Please rewrite all of the material below with every "Place a dot" changed to "Mark a point" and everything else left as it is. Leave the pictures out of your version.

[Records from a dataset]
* begin *
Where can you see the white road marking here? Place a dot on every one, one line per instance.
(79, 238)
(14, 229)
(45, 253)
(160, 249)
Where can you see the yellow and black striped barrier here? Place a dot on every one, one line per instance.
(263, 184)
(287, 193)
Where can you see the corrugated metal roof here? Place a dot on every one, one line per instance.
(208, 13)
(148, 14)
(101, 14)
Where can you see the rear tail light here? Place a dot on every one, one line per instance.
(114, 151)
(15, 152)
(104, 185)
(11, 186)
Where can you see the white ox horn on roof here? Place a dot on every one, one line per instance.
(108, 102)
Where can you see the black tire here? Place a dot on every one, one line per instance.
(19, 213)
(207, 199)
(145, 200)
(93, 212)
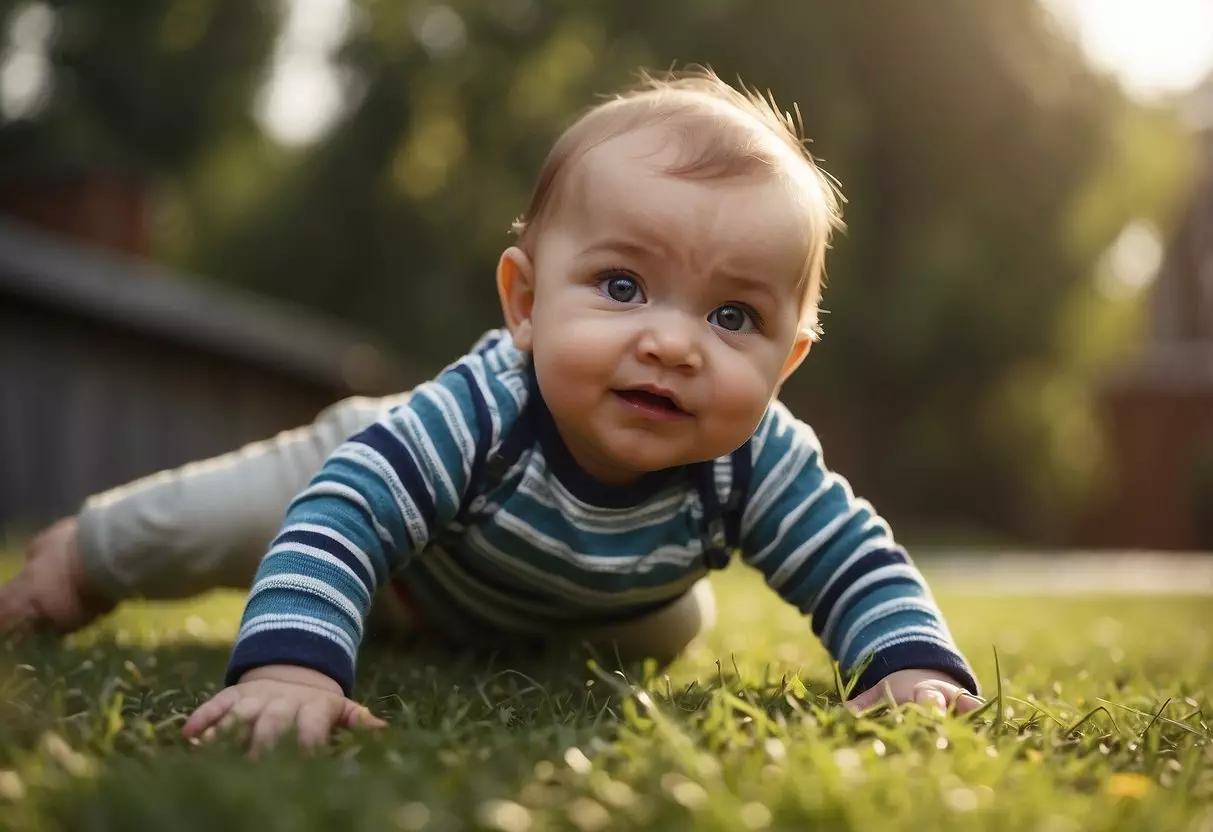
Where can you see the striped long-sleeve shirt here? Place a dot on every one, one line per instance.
(541, 547)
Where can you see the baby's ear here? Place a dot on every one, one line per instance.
(516, 288)
(797, 353)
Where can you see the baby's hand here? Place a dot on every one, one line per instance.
(51, 588)
(927, 688)
(274, 699)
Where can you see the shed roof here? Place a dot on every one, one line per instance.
(57, 273)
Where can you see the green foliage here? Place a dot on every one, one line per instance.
(1095, 723)
(141, 86)
(986, 169)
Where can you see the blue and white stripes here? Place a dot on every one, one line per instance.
(534, 553)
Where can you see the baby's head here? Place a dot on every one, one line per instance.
(667, 272)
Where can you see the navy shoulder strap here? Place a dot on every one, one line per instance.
(722, 533)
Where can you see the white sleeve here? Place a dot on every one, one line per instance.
(206, 524)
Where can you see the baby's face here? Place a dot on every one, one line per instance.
(666, 311)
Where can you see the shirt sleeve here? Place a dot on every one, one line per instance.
(835, 559)
(377, 500)
(208, 524)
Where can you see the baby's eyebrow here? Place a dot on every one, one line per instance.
(746, 283)
(635, 248)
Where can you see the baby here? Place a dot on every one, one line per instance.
(580, 471)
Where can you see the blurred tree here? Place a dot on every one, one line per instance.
(142, 86)
(986, 169)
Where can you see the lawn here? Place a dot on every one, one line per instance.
(1103, 724)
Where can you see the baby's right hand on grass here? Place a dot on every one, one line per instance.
(51, 588)
(275, 699)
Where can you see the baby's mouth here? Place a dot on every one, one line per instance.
(653, 403)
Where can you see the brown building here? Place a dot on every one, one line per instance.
(112, 369)
(1159, 411)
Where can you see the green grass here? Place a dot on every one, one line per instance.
(1103, 723)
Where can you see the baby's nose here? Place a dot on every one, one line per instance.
(671, 343)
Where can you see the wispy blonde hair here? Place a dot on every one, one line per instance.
(722, 132)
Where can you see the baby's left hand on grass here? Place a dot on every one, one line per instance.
(929, 689)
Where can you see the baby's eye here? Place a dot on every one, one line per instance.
(734, 318)
(622, 288)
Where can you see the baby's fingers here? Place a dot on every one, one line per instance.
(315, 722)
(272, 722)
(210, 712)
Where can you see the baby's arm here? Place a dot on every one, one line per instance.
(376, 501)
(833, 558)
(206, 524)
(177, 533)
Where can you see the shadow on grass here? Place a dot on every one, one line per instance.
(463, 728)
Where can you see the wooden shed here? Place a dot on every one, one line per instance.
(112, 369)
(1159, 411)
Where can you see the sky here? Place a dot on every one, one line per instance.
(1154, 46)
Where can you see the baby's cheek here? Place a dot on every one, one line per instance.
(740, 402)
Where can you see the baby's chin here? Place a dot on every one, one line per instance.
* end *
▶ [In response]:
Where can you see the white road marking here? Mark a point on every one, one line per instance.
(79, 238)
(14, 229)
(45, 253)
(160, 249)
Where can you see the yellow and black striped barrier here? Mark a point on every one, one line per instance.
(263, 184)
(287, 193)
Where can you see the corrugated metal roof here? Mark a point on every one, one line per instance.
(208, 13)
(148, 14)
(101, 14)
Where can you see the rear tail light here? Mark a point on every one, one line per instance.
(114, 151)
(15, 152)
(104, 185)
(11, 186)
Where can you see the white ox horn on roof here? Mark a point on every one, one line per instance.
(108, 102)
Where can you see the black tire here? Mark a point on every one, one line per instance.
(19, 213)
(207, 199)
(145, 200)
(93, 212)
Where can you see the striped long-sleeve shirt here? Mark a point on every one, one line per instance.
(541, 547)
Where can you see the baby's ear here? Mark a point on every one, one line per instance.
(516, 288)
(797, 353)
Where can you see the baby's hand here? Mark a point on every one, one line per instance.
(51, 588)
(927, 688)
(274, 699)
Where can you see the shed roof here? Mark a point on every one, one line per instance.
(57, 273)
Where can you see the green foliage here? Mark a point on every one, one line per instance.
(1095, 723)
(141, 86)
(986, 169)
Where can you see the blue and white stripes here? Mark a point on every one, one line per instance.
(534, 553)
Where can you see the baby's head here? Mark a point on every one, one line per instance.
(667, 272)
Where can you see the navy shoulder strap here? Mark a point on every one, one line per instance.
(722, 533)
Where can you see the white sleeve here? Mark a point on every one, one line per instance.
(206, 524)
Where can you see the baby's face here? Mark a point on every one, one line per instance.
(666, 311)
Where can you see the shirt sleeve here? Mark a point on every one, one line per instance.
(835, 559)
(377, 500)
(208, 524)
Where can you see the baby's eyebrow here? Mark a point on every one, one line per instance.
(746, 283)
(635, 248)
Where can you see the baby here? Mark a point on every one, one line per instance.
(580, 471)
Where can you see the blurred tree here? Mark a point on every one, one line per instance.
(142, 86)
(986, 169)
Where can you see the lawn here? Mark a point on every one, one line per instance.
(1103, 724)
Where can you see the baby's right hand on grass here? Mark a point on every one, one line per instance.
(51, 588)
(275, 699)
Where can you see the baby's mouth here? Mark a point on every one, one line per instance.
(653, 403)
Where can you see the brown building here? Mark a point on every one, one line per instance.
(112, 369)
(1159, 411)
Where can you see the green grass here? Mark a point on every one, one line per instance.
(1103, 723)
Where can you see the baby's nose here? Mark a point on every one, one line per instance.
(671, 343)
Where can you see the wispy blonde hair here? Mark a point on every one, one line per instance.
(722, 132)
Where can you see the baby's left hand on grass here? Mark a point on every one, one line per instance.
(929, 689)
Where can you see the baby's eye here? Mark a point on every one, one line per instance.
(734, 318)
(622, 288)
Where can you see the baby's fingers here? Mark a point on every one, one line per instance.
(315, 722)
(272, 722)
(210, 712)
Where can you see the baby's arm here? Mark a point on every one, one line per instance.
(376, 501)
(833, 558)
(206, 524)
(177, 533)
Where can you see the shadow on grass here? Mark a point on every one, one line per instance.
(463, 728)
Where can you see the wooden shed here? Mark a point on every one, one line per instance.
(112, 369)
(1159, 411)
Where can you see the sky here? Mark a point on every one, one line per instance.
(1154, 46)
Where can you see the baby's cheek here? Mark a point on every one, one line per instance.
(740, 402)
Where can you see the baby's chin here? Mark a point on every one, one line per instance.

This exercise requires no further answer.